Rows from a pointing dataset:
☆ ☆ ☆ ☆ ☆

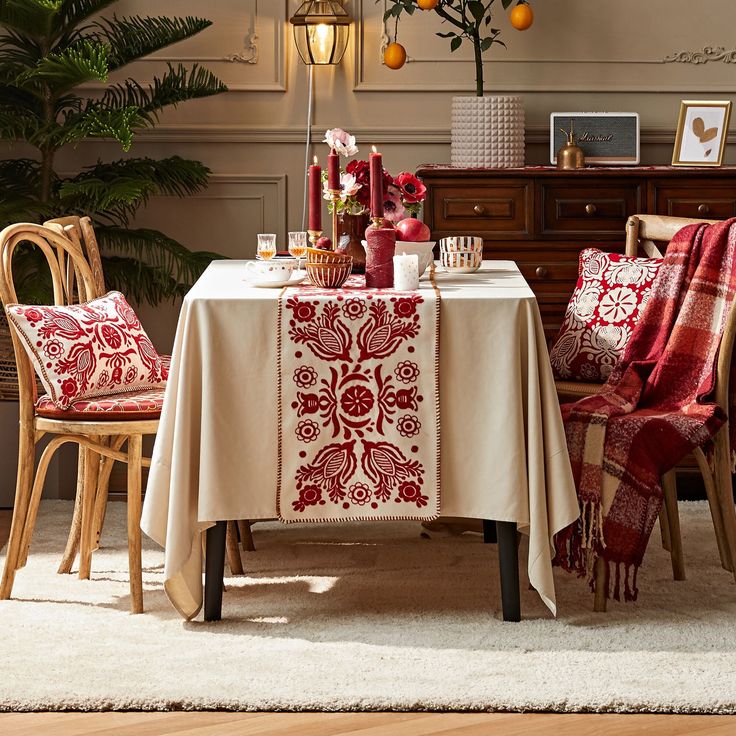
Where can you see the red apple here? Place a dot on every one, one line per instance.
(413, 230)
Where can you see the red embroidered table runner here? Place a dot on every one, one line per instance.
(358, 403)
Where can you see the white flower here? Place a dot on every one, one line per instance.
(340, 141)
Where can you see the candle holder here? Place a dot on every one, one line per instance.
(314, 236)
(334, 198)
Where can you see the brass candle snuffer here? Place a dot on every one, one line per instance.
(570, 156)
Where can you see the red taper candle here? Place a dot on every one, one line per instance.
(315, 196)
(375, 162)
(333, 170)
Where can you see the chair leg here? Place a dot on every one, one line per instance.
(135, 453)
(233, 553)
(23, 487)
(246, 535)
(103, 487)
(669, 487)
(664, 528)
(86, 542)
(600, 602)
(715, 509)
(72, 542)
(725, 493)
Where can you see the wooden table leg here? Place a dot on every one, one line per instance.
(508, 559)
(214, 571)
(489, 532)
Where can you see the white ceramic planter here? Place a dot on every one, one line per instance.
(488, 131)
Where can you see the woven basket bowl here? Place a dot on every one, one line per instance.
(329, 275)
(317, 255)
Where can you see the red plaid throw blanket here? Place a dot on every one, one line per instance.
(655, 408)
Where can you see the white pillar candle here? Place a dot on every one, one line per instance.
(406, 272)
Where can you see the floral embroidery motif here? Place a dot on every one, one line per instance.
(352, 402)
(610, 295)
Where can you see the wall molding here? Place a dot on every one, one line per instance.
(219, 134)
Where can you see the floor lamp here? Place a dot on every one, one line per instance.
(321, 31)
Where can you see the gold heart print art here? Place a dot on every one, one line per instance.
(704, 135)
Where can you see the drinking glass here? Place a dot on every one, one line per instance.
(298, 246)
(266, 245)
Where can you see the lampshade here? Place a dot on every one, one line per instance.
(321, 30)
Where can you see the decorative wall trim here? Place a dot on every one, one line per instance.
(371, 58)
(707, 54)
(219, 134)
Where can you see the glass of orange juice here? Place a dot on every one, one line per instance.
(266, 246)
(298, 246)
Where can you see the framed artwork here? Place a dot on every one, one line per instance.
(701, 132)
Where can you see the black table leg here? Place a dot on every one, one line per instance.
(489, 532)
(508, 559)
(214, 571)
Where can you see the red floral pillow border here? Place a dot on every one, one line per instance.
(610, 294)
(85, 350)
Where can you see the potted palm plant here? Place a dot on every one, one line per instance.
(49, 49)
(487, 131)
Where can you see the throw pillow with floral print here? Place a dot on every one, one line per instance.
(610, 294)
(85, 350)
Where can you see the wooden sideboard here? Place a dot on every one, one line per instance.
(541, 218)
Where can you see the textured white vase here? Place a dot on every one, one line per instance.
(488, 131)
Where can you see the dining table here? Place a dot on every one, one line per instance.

☆ ☆ ☆ ☆ ☆

▶ Task instructions: Rewrite the records from the line with "Where can you see the textured" through the end of the records, changing "dining table" to "kitchen table" and keeping everything else the same.

▶ Response to this task:
Where can you see the textured white vase here? Place a dot on every one, one line per instance.
(488, 131)
Where can you see the kitchen table here? Place a dot on every one, one line per instance.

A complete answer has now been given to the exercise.